=== Text provided ===

The problem with the internet and social media sites is that you can't judge the intent of someone's posting you can only assume. And to say on a public forum how someone else "feels" about something without knowing the true intent behind it just gets us both in trouble. 

I don't have a dislike for Vics lures at all like you say. I've been outfished by others using Those exact lures more than once when fishing side by side , including the day I took that picture. Just because I don't use them (and the reason I don't is I'm not a good grub/swimbait fisherman... I've got a giant box of Joshys that have never caught one fish for me! They aren't a confidence lure for me nor the style I like so I don't use Vic's lures and that's simply that). 

I also never meant to give the impression about using chubs or live baits are cheating/ inferior. To me it's a different style and one I happen to love and want to do more of. It's just fun. My past posts directed to you on that topic were all in good fun (or so I thought - see how that works). My main point was you are a good enough fisherman to not NEED to use chubs in the winter. 

Finally we will have to agree to disagree on the amount of trash fisherman leave. It doesn't matter if we don't define them as fisherman or sportsman or whatever in our eyes. They are at a body of water, fishing , and do in fact leave trash behind. The picture was meant as evidence of that fact. No more no less.


----------



## 3 dog Ed

THANK YOU OSG!! For being a word of sense. My brother listened to your presentation at the fishing expo and was excited about your view. You are a steward of the rivers like most of us wish we could be.


----------



## MasterAngler33

MadHatter Angling said:


> As this river runs right through the heart of southwest Ohio I thought it only necessary to create a thread specific to this forum that can stay up to date on the conditions of this river and the fish that are being caught there at any given time of the year. Also, as a new user I think this site lacks specific details about the rivers and streams that run through the state. I intend to begin making threads like this one to help fellow anglers learn about the water that is near them. I am going fishing on the Little Miami on Saturday. You already know you will be hearing how it goes. This thread is for anything and everything related to The Little Miami River. Thanks


----------



## MadHatter Angling

as much as i love the conversation going on on my second posted thread ever i feel it would be more useful to talk about the things that the title states... thanks for the active communication though!


----------



## acklac7

MadHatter Angling said:


> as much as i love the conversation going on on my second posted thread ever i feel it would be more useful to talk about the things that the title states... thanks for the active communication though!


Good insight, but you're not a mod. Trying to act like one (on your second day) will just cause more problems.

You started this thread at the wrong time. Just deal with it. Had you started this thread in April, when everybody and there brother is catching fish, then things would have gone alot smoother.

=== Extracted data ===

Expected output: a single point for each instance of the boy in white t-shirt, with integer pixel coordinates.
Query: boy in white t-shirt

===
=== Extracted data ===

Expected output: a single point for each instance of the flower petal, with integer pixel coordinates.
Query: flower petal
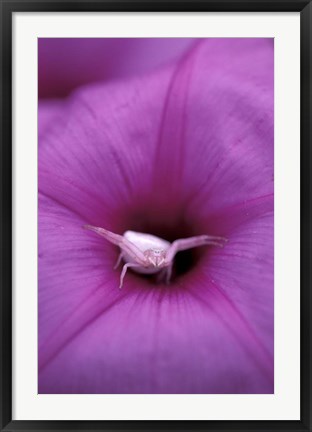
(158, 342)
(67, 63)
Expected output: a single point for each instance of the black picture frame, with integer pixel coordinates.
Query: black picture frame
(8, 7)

===
=== Extracted data ===

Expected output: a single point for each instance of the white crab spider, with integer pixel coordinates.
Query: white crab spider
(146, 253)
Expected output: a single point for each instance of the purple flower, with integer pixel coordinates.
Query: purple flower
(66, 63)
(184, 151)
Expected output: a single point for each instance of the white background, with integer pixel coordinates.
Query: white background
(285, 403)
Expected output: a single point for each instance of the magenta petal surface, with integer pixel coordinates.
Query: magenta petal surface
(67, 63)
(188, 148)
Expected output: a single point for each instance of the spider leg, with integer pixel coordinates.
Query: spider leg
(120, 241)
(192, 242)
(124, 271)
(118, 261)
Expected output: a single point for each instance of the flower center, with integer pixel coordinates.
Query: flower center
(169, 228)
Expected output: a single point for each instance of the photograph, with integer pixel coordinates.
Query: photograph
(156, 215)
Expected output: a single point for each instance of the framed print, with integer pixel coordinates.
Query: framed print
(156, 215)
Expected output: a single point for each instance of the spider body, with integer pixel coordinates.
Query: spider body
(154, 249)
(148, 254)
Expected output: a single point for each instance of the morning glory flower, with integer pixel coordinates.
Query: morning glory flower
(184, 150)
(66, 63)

===

_Written request A_
In the Little Miami River fishing thread, where did 3 dog Ed's brother hear OSG's presentation?
_Written request B_
Pick up the Little Miami River fishing thread right after its last sentence and write what comes next.

_Written answer A_
At the fishing expo.

_Written answer B_
Whatever you do don't let this thread sour your experience here. Learn from it, and stick around.


----------



## Cat Mangler

ML1187 said:


> The problem with the internet and social media sites is that you can't judge the intent of someone's posting you can only assume. And to say on a public forum how someone else "feels" about something without knowing the true intent behind it just gets us both in trouble.
> 
> I don't have a dislike for Vics lures at all like you say. I've been outfished by others using Those exact lures more than once when fishing side by side , including the day I took that picture. Just because I don't use them (and the reason I don't is I'm not a good grub/swimbait fisherman... I've got a giant box of Joshys that have never caught one fish for me! They aren't a confidence lure for me nor the style I like so I don't use Vic's lures and that's simply that).
> 
> I also never meant to give the impression about using chubs or live baits are cheating/ inferior. To me it's a different style and one I happen to love and want to do more of. It's just fun. My past posts directed to you on that topic were all in good fun (or so I thought - see how that works). My main point was you are a good enough fisherman to not NEED to use chubs in the winter.
> 
> Finally we will have to agree to disagree on the amount of trash fisherman leave. It doesn't matter if we don't define them as fisherman or sportsman or whatever in our eyes. They are at a body of water, fishing , and do in fact leave trash behind. The picture was meant as evidence of that fact. No more no less.


To be honest, I may have been a little "cockier" than usual. Up all night fixing a CV axle tie rod and bearing and a long shift today has me ripe. Not an excuse, just a factor. My apologies.

I will not deny for one second that there are plenty of dipwads using a spot as a public garbage can. We have ALL seen it! It works me in a very bad way to see trash just thrown on the ground. Ask my kids, they've been ripped a time or two. Lol 

One point I'd reiterate, some of the "garbage" doesn't bother me as much as others. Paper products and the like are a definite eyesore to anyone who appreciates the beauty of nature, but I don't cringe over that nearly as much as plastic or styrofoam. I'm not saying it's OK to throw it just wherever but, at least it serves more purpose than rotting in a dump. 

I still wish you'd check out what I was talking about. Not to prove you wrong or anything, just so someone else can see this. I can take you to one particular storm drain outlet where when it rains, it is almost more trash than water rushing out of the pipes. It can be quite overwhelming to see literally thousands of bottles, cans and styrofoam cups just surging into the river. 

I have actually used my cast net to collect it and it is just so sad when you have filled like five 55 gallon yard bags and then come back the very next day and not even notice a difference. In a natural river, wood tells you how high the river rose, in downtown Dayton, the line of plastic is the indicator.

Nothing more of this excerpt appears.